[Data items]
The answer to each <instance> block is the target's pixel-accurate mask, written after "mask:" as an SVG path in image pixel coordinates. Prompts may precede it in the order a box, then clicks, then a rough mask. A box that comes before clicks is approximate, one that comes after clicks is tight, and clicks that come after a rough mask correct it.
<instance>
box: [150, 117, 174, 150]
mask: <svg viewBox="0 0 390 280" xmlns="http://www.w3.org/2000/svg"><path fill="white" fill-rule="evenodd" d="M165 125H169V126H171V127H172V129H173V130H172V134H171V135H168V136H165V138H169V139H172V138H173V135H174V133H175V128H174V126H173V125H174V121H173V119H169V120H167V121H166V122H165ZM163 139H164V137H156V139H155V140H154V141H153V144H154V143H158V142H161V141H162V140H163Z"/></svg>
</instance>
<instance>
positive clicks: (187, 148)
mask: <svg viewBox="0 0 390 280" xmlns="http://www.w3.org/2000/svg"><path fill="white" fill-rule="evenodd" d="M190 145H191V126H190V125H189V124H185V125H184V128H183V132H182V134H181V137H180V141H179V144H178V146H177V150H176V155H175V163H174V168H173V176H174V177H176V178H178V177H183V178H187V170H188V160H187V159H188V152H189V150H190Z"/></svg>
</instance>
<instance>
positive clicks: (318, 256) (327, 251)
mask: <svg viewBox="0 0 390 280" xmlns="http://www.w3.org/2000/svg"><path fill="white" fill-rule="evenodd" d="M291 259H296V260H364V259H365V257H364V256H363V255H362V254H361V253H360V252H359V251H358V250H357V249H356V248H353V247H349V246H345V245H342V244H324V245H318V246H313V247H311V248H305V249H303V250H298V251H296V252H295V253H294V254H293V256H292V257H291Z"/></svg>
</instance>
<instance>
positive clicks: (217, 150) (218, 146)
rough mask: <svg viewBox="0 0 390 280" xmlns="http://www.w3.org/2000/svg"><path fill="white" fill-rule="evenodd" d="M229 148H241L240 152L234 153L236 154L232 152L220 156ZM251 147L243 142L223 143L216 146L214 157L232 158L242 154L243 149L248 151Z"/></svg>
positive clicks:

Problem:
The output consists solely of the lines from the line that contains "positive clicks: (318, 256) (327, 251)" through the final line of the data.

Expected output:
positive clicks: (318, 256) (327, 251)
mask: <svg viewBox="0 0 390 280" xmlns="http://www.w3.org/2000/svg"><path fill="white" fill-rule="evenodd" d="M291 259H296V260H364V259H365V257H364V256H363V255H362V254H361V253H360V252H359V251H358V250H357V249H356V248H353V247H349V246H345V245H342V244H324V245H318V246H313V247H311V248H305V249H303V250H298V251H296V252H295V253H294V254H293V256H292V257H291Z"/></svg>
</instance>
<instance>
positive clicks: (217, 150) (218, 146)
rough mask: <svg viewBox="0 0 390 280" xmlns="http://www.w3.org/2000/svg"><path fill="white" fill-rule="evenodd" d="M229 148H241L240 152L234 153L236 154L232 152L220 156ZM251 147L243 142L223 143L216 146L214 157L232 158L242 154L243 149L248 151Z"/></svg>
positive clicks:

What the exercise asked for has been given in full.